(What you will do): Top to bottom, every record is to be copied word for word.

(Dataset records)
--- --- ---

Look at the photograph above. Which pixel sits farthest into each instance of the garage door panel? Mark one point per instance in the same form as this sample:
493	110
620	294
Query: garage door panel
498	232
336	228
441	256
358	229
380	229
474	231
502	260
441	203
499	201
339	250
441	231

--- --- ---

(Answer to the problem):
Look at the photograph above. Which pixel sits farthest into each instance of the garage door panel? Mark one point per instance in the same form as this sample:
493	110
620	294
Query: garage door panel
498	232
336	228
441	256
358	229
380	229
474	231
502	260
441	203
499	201
339	250
441	231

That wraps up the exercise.